◆ ОТРЫВОК ◆

Видя, что отца Фелетти невозможно склонить к пересмотру приказа, просители умолили дать семье хоть небольшую отсрочку, не отбирать мальчика сразу. Они просили повременить хотя бы один день, прежде чем предпринимать какие-либо действия.
“Сначала, – вспоминал позднее Москато, – этот каменный человек ответил отказом, и тогда мы попытались живописать ему чудовищное состояние матери, у которой на руках грудной младенец, и рассказали об отце мальчика, который от горя едва не обезумел, и о восьмерых [sic] детишках, которые цепляются за колени родителей и полицейских, умоляя не отнимать у них брата”.
В конце концов инквизитор смилостивился и дал им 24-часовую отсрочку, надеясь, что за это время кто-нибудь убедит обезумевшую мать выйти из квартиры, а значит, удастся предотвратить скандал, грозивший нежелательными общественными беспорядками. Он взял с Москато и Падовани обещание, что никто не будет подстраивать “исчезновение” мальчика (обещание они дали, но с явной неохотой).
Отец Фелетти позднее рассказывал, о чем он думал тогда, взвешивая в уме риски, которыми чревата такая отсрочка. Он прекрасно знал о “суевериях, в коих погрязли евреи”, а потому боялся не только того, что “ребенка выкрадут”, но даже и вероятности, что его могут “принести в жертву”. Подобные мнения были широко распространены в Италии той поры: многие считали, что евреи скорее убьют собственных детей, чем согласятся на то, чтобы те выросли католиками. Инквизитор не хотел рисковать. В записке для Лючиди, которую он вручил Падовани, он приказывал фельдфебелю не спускать глаз с Эдгардо.
Тем временем дежурство в квартире Мортара продолжалось – в дом стекались все новые люди, друзья и соседи. Среди них был ближайший сосед семьи Мортара, 71-летний Бонаюто Сангвинетти. Как и Момоло, он был переселенцем из еврейской общины города Реджо-Эмилия, расположенного неподалеку, в Моденском герцогстве. Сангвинетти уже спал, когда Риккардо, сперва разыскав обоих дядьев в кафе, пришел к нему домой и рассказал о случившемся его слуге.

◆ ПРЕДСТАВЛЕННЫЕ СВЕДЕНИЯ ◆
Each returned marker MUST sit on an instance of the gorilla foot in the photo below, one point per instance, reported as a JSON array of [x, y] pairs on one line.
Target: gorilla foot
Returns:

◆ ЧТО НУЖНО СДЕЛАТЬ ◆
Продолжите отрывок об отсрочке, которую семья Мортара получила от инквизитора, начиная сразу после его последнего предложения.

◆ ОТВЕТ НА ЗАДАНИЕ ◆
Сангвинетти рассказывал о первых минутах после того, как его разбудил слуга: “Я подошел к окну и увидел, что под портиком вышагивают пятеро или шестеро карабинеров. Вначале у меня в голове все перепуталось: я решил, что они явились за кем-то из моих собственных внуков”.
Он побежал к Мортара: “Я увидел обезумевшую от горя мать, заливавшуюся слезами, и отца, который рвал на себе волосы. Дети стояли на коленях и умоляли полицейских пожалеть их. Это была просто неописуемая, невыносимая сцена. Больше того – я своими ушами слышал, как фельдфебель полиции, его фамилия была Лючиди, сказал, что лучше бы ему приказали арестовать сотню преступников, чем забрать этого мальчика”.
В половине первого ночи мрачное бдение в доме Мортара прервало появление Москато и Падовани. Они размахивали листком бумаги, который удалось получить от отца Фелетти. Фельдфебель Лючиди поразился тому, что этим евреям удалось чего-то добиться от инквизитора. Он предполагал, что в ту же ночь уйдет отсюда вместе с мальчиком.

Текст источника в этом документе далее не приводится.